What is needed
Rewrite all the records below, replacing every "in this photo" with "in this image" and leaving everything else unchanged. Omit the pictures from your copy.

Records for this exercise
* * * * *

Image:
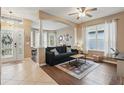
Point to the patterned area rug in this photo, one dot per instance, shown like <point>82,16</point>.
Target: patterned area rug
<point>78,71</point>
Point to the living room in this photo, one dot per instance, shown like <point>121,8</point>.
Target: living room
<point>81,49</point>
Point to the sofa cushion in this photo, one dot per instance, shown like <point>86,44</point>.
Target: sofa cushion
<point>68,49</point>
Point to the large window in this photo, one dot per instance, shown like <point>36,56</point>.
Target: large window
<point>95,38</point>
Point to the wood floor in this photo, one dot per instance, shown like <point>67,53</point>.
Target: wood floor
<point>105,74</point>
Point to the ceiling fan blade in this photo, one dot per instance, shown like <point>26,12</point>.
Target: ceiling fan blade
<point>88,15</point>
<point>93,9</point>
<point>72,13</point>
<point>78,18</point>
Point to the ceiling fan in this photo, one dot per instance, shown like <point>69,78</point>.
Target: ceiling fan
<point>83,11</point>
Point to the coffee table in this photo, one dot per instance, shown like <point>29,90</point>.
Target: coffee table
<point>77,62</point>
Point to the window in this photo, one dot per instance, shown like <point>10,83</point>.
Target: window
<point>95,38</point>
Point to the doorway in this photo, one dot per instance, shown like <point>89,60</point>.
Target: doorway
<point>12,45</point>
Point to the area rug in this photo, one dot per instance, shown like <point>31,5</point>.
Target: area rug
<point>80,71</point>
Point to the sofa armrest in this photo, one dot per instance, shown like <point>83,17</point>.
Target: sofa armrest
<point>74,50</point>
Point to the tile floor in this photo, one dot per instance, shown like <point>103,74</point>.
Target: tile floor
<point>24,73</point>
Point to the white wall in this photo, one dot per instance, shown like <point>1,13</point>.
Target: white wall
<point>64,32</point>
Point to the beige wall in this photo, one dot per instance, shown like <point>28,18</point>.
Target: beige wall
<point>120,33</point>
<point>46,16</point>
<point>27,37</point>
<point>63,32</point>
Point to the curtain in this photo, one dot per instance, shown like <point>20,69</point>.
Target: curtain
<point>110,37</point>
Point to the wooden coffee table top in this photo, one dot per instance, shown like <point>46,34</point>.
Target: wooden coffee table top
<point>77,56</point>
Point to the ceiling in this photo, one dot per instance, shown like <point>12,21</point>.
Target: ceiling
<point>32,14</point>
<point>49,25</point>
<point>64,11</point>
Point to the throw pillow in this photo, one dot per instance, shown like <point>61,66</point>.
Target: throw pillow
<point>55,51</point>
<point>68,49</point>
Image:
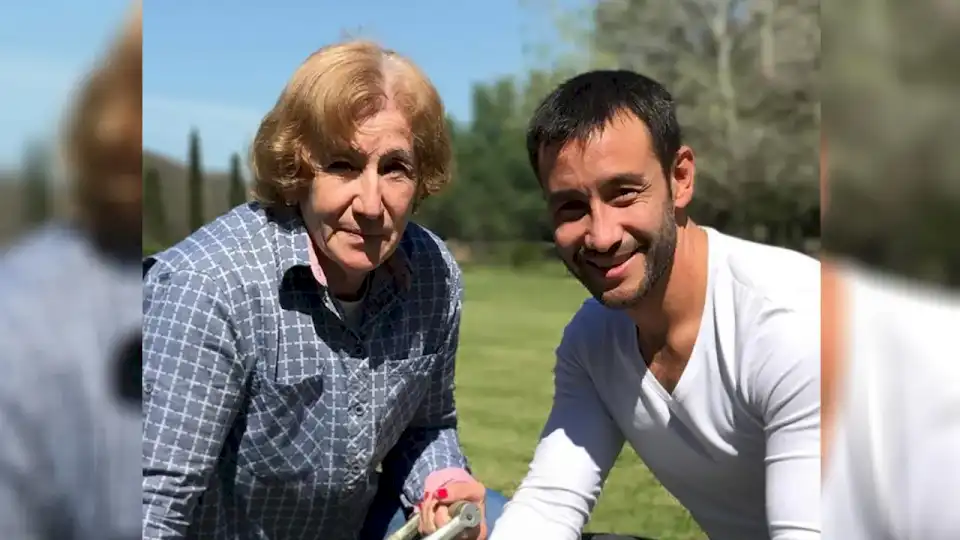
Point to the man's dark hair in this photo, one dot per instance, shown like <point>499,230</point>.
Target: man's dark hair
<point>585,104</point>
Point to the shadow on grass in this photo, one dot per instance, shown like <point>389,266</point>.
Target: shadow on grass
<point>605,536</point>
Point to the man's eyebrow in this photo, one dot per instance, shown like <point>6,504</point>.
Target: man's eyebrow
<point>564,195</point>
<point>625,179</point>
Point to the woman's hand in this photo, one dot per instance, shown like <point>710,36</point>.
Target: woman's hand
<point>435,508</point>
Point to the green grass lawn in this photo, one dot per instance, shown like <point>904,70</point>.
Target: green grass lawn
<point>512,323</point>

* * * * *

Finished exercise
Image:
Point to the patterned area rug in this image, one dot per instance, shown like <point>82,16</point>.
Target: patterned area rug
<point>78,71</point>
Point to the living room in this image, one dot per instance, shown like <point>121,8</point>.
Target: living room
<point>81,49</point>
Point to the sofa cushion in this image, one dot per instance, shown like <point>86,44</point>.
Target: sofa cushion
<point>68,49</point>
Point to the large window in this image, one dot per instance, shown like <point>36,56</point>.
Target: large window
<point>95,38</point>
Point to the wood floor in this image, one dot per instance, shown like <point>67,53</point>.
Target: wood floor
<point>105,74</point>
Point to the ceiling fan blade in this image, one dot per instance, shown like <point>26,12</point>.
Target: ceiling fan blade
<point>88,15</point>
<point>93,9</point>
<point>72,13</point>
<point>78,18</point>
Point to the ceiling fan in this image, one dot per instance, shown like <point>69,78</point>.
Target: ceiling fan
<point>83,11</point>
Point to the coffee table in this image, one dot per instance, shown like <point>29,90</point>.
Target: coffee table
<point>77,62</point>
Point to the window in this image, one dot per instance, shown like <point>10,83</point>.
Target: window
<point>95,38</point>
Point to the doorway in this image, one dot per instance, shown like <point>89,60</point>.
Target: doorway
<point>12,45</point>
Point to the area rug in this image, one dot per instance, shown like <point>31,5</point>.
Target: area rug
<point>80,71</point>
Point to the sofa armrest in this image, one dot per instance, shown like <point>83,17</point>.
Target: sofa armrest
<point>74,50</point>
Point to the tile floor in this image, one dot per instance, shown like <point>103,74</point>.
Target: tile floor
<point>24,73</point>
Point to the white wall in this image, one dot per instance, shown like <point>1,13</point>.
Target: white wall
<point>64,32</point>
Point to the beige wall in this image, one dot per instance, shown like <point>28,18</point>.
Target: beige wall
<point>120,33</point>
<point>46,16</point>
<point>27,37</point>
<point>63,32</point>
Point to the curtain in this image, one dot per instance, shown like <point>20,69</point>.
Target: curtain
<point>110,37</point>
Point to the wooden coffee table top in this image, one dot per instance, shown like <point>46,34</point>.
Target: wooden coffee table top
<point>77,56</point>
Point to the ceiling in this image, one dot per instance, shown like <point>12,21</point>.
Target: ceiling
<point>32,14</point>
<point>49,25</point>
<point>64,11</point>
Point to the throw pillow in this image, one dot per instance, shown like <point>61,66</point>.
Target: throw pillow
<point>55,51</point>
<point>68,49</point>
Image:
Point to the man's dark hair in this image, one dot per instance, shown like <point>499,230</point>.
Target: man's dark hair
<point>585,104</point>
Point to the shadow on grass in this image, one dot per instance, shown like <point>389,266</point>.
Target: shadow on grass
<point>605,536</point>
Point to the man's eyebrow in this image, one dot per instance, shown like <point>6,504</point>.
Target: man's eyebrow
<point>564,195</point>
<point>625,179</point>
Point to the woman's hand in this image, one dot per instance, shown like <point>710,36</point>.
Target: woman's hand
<point>435,508</point>
Point to the green grass lawn in this image, one dot per instance, shown like <point>904,70</point>.
Target: green grass lawn
<point>512,323</point>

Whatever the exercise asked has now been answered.